● WHAT YOU NEED TO DO
Return every line of the records below word for word, omitting the pictures.

● STORED ROWS
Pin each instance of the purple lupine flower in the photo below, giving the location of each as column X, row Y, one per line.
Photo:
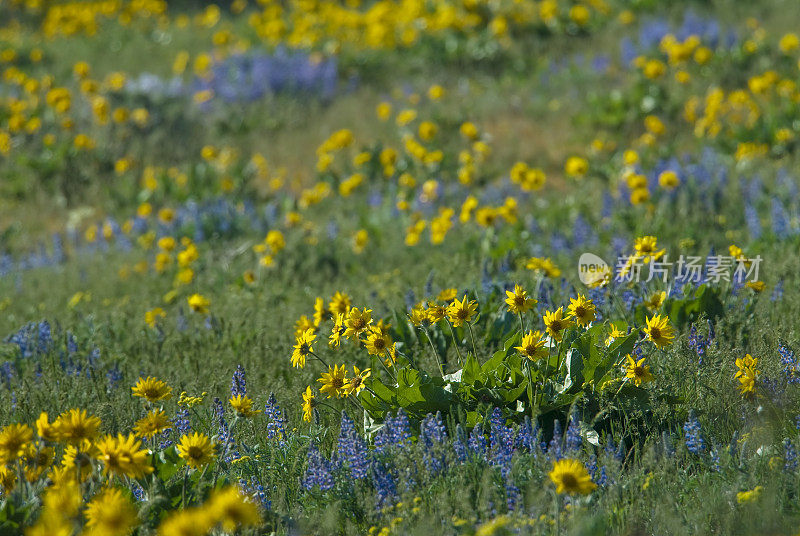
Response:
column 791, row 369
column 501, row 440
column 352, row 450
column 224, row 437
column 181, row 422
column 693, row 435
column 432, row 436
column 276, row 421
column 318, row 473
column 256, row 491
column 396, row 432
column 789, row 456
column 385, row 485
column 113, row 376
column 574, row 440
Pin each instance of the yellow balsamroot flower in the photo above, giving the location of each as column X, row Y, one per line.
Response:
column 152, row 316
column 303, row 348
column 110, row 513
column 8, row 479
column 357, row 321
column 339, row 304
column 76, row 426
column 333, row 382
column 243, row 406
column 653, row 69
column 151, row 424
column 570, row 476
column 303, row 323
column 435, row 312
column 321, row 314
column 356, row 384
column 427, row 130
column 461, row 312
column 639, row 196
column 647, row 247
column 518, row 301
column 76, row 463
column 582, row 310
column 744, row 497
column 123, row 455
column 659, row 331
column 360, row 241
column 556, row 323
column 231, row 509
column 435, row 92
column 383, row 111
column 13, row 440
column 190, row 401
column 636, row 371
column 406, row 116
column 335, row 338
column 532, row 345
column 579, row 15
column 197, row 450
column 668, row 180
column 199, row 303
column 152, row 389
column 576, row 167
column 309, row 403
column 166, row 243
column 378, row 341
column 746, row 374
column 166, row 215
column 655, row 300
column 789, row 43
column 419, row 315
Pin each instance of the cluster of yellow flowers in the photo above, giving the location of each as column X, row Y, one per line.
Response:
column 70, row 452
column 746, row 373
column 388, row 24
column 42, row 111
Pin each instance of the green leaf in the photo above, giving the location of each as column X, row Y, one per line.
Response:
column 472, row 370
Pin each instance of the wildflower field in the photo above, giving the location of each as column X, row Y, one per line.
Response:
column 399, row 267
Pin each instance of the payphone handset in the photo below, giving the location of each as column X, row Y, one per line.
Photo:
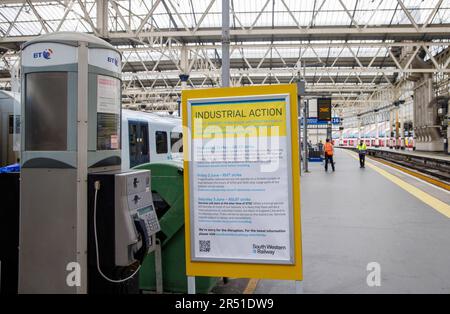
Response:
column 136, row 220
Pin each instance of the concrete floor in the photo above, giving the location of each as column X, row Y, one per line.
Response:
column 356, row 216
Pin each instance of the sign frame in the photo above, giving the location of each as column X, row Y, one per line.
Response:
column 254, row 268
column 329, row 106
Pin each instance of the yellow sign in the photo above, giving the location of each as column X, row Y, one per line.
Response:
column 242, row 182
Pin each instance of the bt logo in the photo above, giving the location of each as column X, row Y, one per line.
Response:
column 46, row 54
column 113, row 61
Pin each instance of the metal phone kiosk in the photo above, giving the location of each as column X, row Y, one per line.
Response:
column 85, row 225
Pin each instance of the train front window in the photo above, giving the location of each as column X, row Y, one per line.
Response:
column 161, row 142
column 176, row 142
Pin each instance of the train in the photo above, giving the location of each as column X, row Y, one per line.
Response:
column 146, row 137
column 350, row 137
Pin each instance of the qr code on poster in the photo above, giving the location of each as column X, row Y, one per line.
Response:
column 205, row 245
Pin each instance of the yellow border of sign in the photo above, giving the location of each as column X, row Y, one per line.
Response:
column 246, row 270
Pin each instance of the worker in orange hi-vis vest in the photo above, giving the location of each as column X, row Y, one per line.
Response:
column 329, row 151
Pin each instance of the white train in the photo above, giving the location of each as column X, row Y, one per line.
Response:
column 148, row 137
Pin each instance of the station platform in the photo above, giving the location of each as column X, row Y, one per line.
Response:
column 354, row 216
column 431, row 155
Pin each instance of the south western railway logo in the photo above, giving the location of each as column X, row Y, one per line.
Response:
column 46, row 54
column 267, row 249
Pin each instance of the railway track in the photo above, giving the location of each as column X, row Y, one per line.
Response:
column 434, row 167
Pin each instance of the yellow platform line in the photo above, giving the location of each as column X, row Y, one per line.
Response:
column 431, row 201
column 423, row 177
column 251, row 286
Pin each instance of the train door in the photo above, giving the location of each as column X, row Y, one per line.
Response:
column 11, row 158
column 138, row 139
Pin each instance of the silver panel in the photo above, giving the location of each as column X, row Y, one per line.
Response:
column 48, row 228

● EXERCISE RESPONSE
Pin each instance of the purple lupine flower in the photo below, giving the location of each as column X, row Y, one per line.
Photo:
Response:
column 791, row 369
column 501, row 440
column 352, row 450
column 224, row 437
column 181, row 422
column 693, row 435
column 432, row 436
column 276, row 421
column 318, row 473
column 256, row 491
column 396, row 432
column 789, row 456
column 385, row 485
column 113, row 376
column 574, row 440
Pin each instance of the yellow balsamroot flower in the photo above, giving the location of each as column X, row Y, one per line.
Response:
column 152, row 316
column 303, row 348
column 110, row 513
column 8, row 479
column 357, row 321
column 339, row 304
column 76, row 426
column 333, row 382
column 243, row 406
column 653, row 69
column 151, row 424
column 570, row 476
column 303, row 323
column 435, row 312
column 321, row 314
column 356, row 384
column 427, row 130
column 461, row 312
column 639, row 196
column 647, row 247
column 518, row 301
column 76, row 463
column 582, row 310
column 744, row 497
column 123, row 455
column 659, row 331
column 360, row 241
column 556, row 323
column 231, row 509
column 435, row 92
column 383, row 111
column 13, row 440
column 190, row 401
column 636, row 371
column 406, row 116
column 335, row 338
column 532, row 345
column 579, row 15
column 197, row 450
column 668, row 180
column 199, row 303
column 152, row 389
column 576, row 167
column 309, row 403
column 166, row 243
column 378, row 341
column 746, row 374
column 166, row 215
column 655, row 300
column 789, row 43
column 419, row 315
Pin each instance of the cluster of yellow flowers in the photo above, giving the location of each as column X, row Y, one per line.
Response:
column 70, row 452
column 746, row 373
column 388, row 24
column 42, row 111
Pin each instance of the green leaf in the photo above, giving the location of each as column X, row Y, one per line.
Response:
column 472, row 370
Pin each instance of the wildflower field in the photo above, giving the location of each as column X, row Y, one per line.
Response:
column 399, row 267
Pin each instance of the payphone handset in the photo below, giving the location of each as column X, row Y, one per line.
Photo:
Response:
column 136, row 220
Pin each instance of the concrete floor in the photo above, giving the location of each as column X, row Y, one per line.
Response:
column 356, row 216
Pin each instance of the sign frame in the photo above, giving the location of each as column X, row Y, one per line.
Response:
column 254, row 268
column 329, row 106
Pin each instance of the yellow sign in the photo above, giving the location of each as column X, row Y, one per line.
Response:
column 242, row 182
Pin each instance of the bt logo in the photo above, giving the location of each as column X, row Y, one per line.
Response:
column 46, row 54
column 113, row 61
Pin each instance of the metal phone kiosk in the photo above, giving the location of each as column X, row Y, one per line.
Response:
column 85, row 225
Pin each instance of the train front window in the photo above, giving the location of each as column X, row Y, one per line.
Response:
column 161, row 142
column 176, row 142
Pin each instance of the train in the photo above, giving the location of each as column X, row Y, one per line.
Response:
column 146, row 137
column 350, row 137
Pin each instance of the qr code on poster in the photo above, giving the location of each as column X, row Y, one per line.
Response:
column 205, row 245
Pin each instance of the yellow border of sign in the photo above, giving the location of each as column X, row Y, one per line.
Response:
column 246, row 270
Pin each instance of the worker in orange hi-vis vest in the photo above, giving the location of each as column X, row Y, one per line.
Response:
column 329, row 151
Pin each instance of the white train in the photo above, giving the location of each as column X, row Y, one per line.
Response:
column 148, row 137
Pin each instance of the station platform in the photo above, giving the location of each as column X, row Y, one per line.
Response:
column 354, row 216
column 431, row 155
Pin each instance of the south western railway logo in the photo above, giving the location of each as column X, row Y, one per line.
Response:
column 46, row 54
column 267, row 249
Pin each instance of the railway track in the photo above, giving the location of each as column X, row Y, one per line.
Response:
column 434, row 167
Pin each instance of the yellow platform line in the photo above, giving the location of each as column X, row Y, one per line.
Response:
column 431, row 201
column 423, row 177
column 251, row 286
Pin each instance of the train door in the photo above, giving the location of each as column X, row Y, one per line.
Response:
column 11, row 158
column 138, row 139
Pin each instance of the silver panel in the photo above, giving the location of each as column X, row Y, one per line.
Response:
column 48, row 228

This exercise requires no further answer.